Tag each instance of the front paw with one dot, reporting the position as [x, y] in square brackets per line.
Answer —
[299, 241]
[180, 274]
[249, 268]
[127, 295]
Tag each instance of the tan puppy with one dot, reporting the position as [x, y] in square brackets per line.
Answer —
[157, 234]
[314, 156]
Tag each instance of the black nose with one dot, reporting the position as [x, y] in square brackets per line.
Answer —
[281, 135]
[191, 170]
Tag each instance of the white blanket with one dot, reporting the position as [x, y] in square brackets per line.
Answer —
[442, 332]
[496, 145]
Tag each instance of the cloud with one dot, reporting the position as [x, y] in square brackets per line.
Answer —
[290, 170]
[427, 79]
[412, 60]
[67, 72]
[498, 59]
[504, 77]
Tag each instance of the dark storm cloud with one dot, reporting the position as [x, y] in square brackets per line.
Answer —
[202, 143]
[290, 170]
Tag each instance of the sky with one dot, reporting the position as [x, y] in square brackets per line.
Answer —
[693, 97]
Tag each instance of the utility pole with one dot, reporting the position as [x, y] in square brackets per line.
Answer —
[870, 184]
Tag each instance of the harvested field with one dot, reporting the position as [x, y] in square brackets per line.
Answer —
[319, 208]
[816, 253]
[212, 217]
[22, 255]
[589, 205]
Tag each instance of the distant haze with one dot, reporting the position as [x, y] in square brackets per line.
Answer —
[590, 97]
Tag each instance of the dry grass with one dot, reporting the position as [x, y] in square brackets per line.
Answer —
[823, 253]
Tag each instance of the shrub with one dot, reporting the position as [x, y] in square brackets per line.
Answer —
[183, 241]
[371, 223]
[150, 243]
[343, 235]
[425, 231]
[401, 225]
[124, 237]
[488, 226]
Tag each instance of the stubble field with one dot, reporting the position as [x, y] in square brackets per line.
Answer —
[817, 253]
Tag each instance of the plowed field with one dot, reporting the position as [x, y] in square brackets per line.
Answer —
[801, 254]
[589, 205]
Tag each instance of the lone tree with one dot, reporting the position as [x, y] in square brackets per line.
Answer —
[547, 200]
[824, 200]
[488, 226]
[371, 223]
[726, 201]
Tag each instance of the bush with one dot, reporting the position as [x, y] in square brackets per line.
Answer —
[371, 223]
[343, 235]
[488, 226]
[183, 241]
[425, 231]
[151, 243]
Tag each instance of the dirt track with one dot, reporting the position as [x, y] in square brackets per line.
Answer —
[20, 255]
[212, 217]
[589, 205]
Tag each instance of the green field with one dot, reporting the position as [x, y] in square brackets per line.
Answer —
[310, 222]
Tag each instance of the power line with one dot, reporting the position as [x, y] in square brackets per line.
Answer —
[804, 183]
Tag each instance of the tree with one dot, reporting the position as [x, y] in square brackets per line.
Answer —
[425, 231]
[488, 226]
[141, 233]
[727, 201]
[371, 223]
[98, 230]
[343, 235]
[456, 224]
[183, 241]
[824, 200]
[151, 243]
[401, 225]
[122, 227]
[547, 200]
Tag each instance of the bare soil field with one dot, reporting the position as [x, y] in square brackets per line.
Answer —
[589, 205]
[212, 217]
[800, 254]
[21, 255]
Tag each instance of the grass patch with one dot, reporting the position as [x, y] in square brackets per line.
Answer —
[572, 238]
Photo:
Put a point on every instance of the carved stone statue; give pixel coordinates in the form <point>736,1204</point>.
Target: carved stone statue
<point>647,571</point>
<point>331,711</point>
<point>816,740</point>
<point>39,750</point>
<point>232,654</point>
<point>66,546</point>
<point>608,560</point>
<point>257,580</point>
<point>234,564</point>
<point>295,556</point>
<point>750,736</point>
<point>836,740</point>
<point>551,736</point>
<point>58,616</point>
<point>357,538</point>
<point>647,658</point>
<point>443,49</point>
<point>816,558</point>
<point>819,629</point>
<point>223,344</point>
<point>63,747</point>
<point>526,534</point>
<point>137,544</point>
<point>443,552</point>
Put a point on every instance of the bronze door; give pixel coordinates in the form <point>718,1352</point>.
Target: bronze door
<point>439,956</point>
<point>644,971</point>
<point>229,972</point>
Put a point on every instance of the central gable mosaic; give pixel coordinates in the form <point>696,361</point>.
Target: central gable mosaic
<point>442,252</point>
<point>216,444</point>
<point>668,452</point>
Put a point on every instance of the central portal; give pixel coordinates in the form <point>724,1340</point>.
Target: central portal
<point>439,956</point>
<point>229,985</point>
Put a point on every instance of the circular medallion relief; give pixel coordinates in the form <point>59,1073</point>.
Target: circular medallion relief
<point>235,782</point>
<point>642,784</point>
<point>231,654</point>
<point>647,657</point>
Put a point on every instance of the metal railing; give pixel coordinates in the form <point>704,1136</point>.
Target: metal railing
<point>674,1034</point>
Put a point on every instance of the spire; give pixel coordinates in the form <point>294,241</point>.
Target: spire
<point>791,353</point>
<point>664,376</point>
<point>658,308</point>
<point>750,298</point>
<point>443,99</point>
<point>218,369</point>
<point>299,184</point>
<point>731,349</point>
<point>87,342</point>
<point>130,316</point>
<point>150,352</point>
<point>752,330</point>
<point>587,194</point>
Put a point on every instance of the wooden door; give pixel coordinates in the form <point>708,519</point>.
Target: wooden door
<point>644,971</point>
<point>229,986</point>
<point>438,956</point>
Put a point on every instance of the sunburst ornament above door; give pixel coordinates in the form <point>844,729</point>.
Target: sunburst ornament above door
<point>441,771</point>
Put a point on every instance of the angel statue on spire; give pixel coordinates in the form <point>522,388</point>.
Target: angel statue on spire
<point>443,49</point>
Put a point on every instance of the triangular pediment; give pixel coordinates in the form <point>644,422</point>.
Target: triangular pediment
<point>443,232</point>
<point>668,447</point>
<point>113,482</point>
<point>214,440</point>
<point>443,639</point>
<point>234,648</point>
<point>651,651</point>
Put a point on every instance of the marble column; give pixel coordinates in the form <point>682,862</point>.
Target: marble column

□ □ □

**WORK INSTRUCTIONS**
Looking at the entries above, count each line in which the word "tree" occurs, then give the total and nothing further.

**SOLUTION**
2